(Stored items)
===
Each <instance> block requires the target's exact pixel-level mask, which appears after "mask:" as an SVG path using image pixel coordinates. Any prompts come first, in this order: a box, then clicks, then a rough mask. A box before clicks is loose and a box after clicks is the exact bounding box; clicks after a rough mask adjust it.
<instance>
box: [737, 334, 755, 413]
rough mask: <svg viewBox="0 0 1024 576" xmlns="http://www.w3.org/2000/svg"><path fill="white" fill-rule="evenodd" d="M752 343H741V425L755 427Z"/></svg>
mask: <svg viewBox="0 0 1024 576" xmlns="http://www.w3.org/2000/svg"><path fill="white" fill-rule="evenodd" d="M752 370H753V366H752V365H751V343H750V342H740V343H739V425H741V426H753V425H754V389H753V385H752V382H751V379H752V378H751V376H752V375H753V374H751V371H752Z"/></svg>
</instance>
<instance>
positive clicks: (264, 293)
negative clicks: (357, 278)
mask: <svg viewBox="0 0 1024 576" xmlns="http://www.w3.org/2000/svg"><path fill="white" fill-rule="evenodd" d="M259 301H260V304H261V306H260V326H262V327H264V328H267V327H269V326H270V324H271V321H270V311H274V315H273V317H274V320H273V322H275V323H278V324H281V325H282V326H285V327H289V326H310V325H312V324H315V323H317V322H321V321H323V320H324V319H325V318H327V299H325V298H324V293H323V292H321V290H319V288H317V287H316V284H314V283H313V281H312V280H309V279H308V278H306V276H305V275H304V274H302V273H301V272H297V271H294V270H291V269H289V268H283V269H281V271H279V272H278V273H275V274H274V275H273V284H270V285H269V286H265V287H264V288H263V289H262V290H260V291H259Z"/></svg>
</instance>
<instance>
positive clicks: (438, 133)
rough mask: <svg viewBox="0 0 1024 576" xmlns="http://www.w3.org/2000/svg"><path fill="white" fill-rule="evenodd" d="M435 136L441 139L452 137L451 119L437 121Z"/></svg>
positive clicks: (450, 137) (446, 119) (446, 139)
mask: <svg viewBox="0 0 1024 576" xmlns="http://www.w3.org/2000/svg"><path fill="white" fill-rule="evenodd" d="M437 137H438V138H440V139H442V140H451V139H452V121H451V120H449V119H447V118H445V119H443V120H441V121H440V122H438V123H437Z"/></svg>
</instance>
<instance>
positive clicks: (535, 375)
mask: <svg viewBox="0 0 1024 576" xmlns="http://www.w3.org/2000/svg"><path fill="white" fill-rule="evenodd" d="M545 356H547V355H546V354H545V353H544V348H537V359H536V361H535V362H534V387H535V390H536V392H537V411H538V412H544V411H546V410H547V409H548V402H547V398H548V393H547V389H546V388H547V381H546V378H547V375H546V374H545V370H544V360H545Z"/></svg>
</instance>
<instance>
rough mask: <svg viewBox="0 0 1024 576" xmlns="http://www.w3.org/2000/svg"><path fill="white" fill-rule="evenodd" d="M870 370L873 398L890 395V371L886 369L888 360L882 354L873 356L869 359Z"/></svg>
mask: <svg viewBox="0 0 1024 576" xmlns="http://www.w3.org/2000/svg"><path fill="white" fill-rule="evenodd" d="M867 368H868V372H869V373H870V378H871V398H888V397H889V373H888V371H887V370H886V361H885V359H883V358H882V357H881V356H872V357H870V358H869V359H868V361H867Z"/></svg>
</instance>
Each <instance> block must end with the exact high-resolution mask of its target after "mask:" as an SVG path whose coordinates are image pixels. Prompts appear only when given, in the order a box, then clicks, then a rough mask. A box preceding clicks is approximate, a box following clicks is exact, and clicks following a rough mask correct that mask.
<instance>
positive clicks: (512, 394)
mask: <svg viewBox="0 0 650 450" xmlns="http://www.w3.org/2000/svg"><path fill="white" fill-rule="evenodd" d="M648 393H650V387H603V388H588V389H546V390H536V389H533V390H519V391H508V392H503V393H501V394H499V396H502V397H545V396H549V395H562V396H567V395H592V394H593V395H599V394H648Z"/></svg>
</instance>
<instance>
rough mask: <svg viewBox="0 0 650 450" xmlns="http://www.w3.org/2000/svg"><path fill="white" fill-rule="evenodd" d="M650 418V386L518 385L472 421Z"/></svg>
===
[Exercise details] This calls for all of the entries above, repeated exactly.

[Expected answer]
Each <instance> block requires the target's exact pixel-level mask, which appears after "mask:" as an SVG path using image pixel coordinates. Any prompts come first, in this order: a box, then clicks, then a rough mask. A box before clicks is loose and a box after clicks is the exact bounding box; clicks after a rough mask adjust it.
<instance>
box: [737, 334, 755, 413]
rough mask: <svg viewBox="0 0 1024 576" xmlns="http://www.w3.org/2000/svg"><path fill="white" fill-rule="evenodd" d="M752 343H741V425L755 427Z"/></svg>
mask: <svg viewBox="0 0 1024 576" xmlns="http://www.w3.org/2000/svg"><path fill="white" fill-rule="evenodd" d="M752 370H753V366H752V365H751V343H750V342H740V343H739V425H741V426H753V425H754V389H753V385H752V382H751V379H752V378H751V376H752V375H753V374H751V371H752Z"/></svg>
</instance>
<instance>
positive clicks: (264, 293)
negative clicks: (357, 278)
mask: <svg viewBox="0 0 1024 576" xmlns="http://www.w3.org/2000/svg"><path fill="white" fill-rule="evenodd" d="M259 301H260V304H261V306H260V326H262V327H264V328H267V327H269V326H270V324H271V321H270V311H274V315H273V317H274V320H273V322H275V323H278V324H281V325H282V326H285V327H289V326H310V325H312V324H315V323H317V322H321V321H323V320H324V319H325V318H327V299H325V298H324V293H323V292H321V290H319V288H317V287H316V284H314V283H313V281H312V280H309V279H308V278H306V276H305V275H304V274H302V273H301V272H297V271H294V270H291V269H289V268H283V269H281V271H279V272H278V273H275V274H274V275H273V284H270V285H269V286H265V287H264V288H263V289H262V290H260V291H259Z"/></svg>
</instance>
<instance>
positive clicks: (438, 133)
rough mask: <svg viewBox="0 0 1024 576" xmlns="http://www.w3.org/2000/svg"><path fill="white" fill-rule="evenodd" d="M435 136L441 139L452 137L451 119L437 121Z"/></svg>
positive clicks: (450, 137) (446, 119) (446, 139)
mask: <svg viewBox="0 0 1024 576" xmlns="http://www.w3.org/2000/svg"><path fill="white" fill-rule="evenodd" d="M437 137H438V138H440V139H442V140H451V139H452V121H451V120H449V119H447V118H445V119H443V120H441V121H440V122H438V123H437Z"/></svg>
</instance>
<instance>
positive clicks: (535, 375)
mask: <svg viewBox="0 0 1024 576" xmlns="http://www.w3.org/2000/svg"><path fill="white" fill-rule="evenodd" d="M545 356H547V355H546V354H545V353H544V348H537V359H536V361H535V362H534V387H535V390H536V392H537V411H538V412H544V411H546V410H547V409H548V402H547V398H548V393H547V389H546V388H547V381H546V378H547V375H546V374H545V370H544V360H545Z"/></svg>
</instance>
<instance>
rough mask: <svg viewBox="0 0 1024 576" xmlns="http://www.w3.org/2000/svg"><path fill="white" fill-rule="evenodd" d="M870 370L873 398L890 395V371L886 369L888 360L882 354L873 356L869 359Z"/></svg>
mask: <svg viewBox="0 0 1024 576" xmlns="http://www.w3.org/2000/svg"><path fill="white" fill-rule="evenodd" d="M867 368H868V372H869V373H870V378H871V398H888V397H889V373H888V371H887V370H886V361H885V359H883V358H882V357H881V356H872V357H870V358H869V359H868V361H867Z"/></svg>
</instance>
Each <instance> block must end with the exact high-resolution mask of its target after "mask:" as an SVG path whose coordinates are image pixels. Prompts appear only when given, in the order a box, then clicks, then a rough mask. A box preceding clicks is approximate, a box following clicks is exact, and clicks following a rough mask correct that mask.
<instance>
positive clicks: (512, 394)
mask: <svg viewBox="0 0 650 450" xmlns="http://www.w3.org/2000/svg"><path fill="white" fill-rule="evenodd" d="M648 393H650V387H603V388H588V389H546V390H536V389H533V390H519V391H508V392H503V393H501V394H499V396H502V397H545V396H549V395H562V396H567V395H592V394H593V395H599V394H648Z"/></svg>
</instance>
<instance>
rough mask: <svg viewBox="0 0 650 450" xmlns="http://www.w3.org/2000/svg"><path fill="white" fill-rule="evenodd" d="M650 418V386L518 385L472 421Z"/></svg>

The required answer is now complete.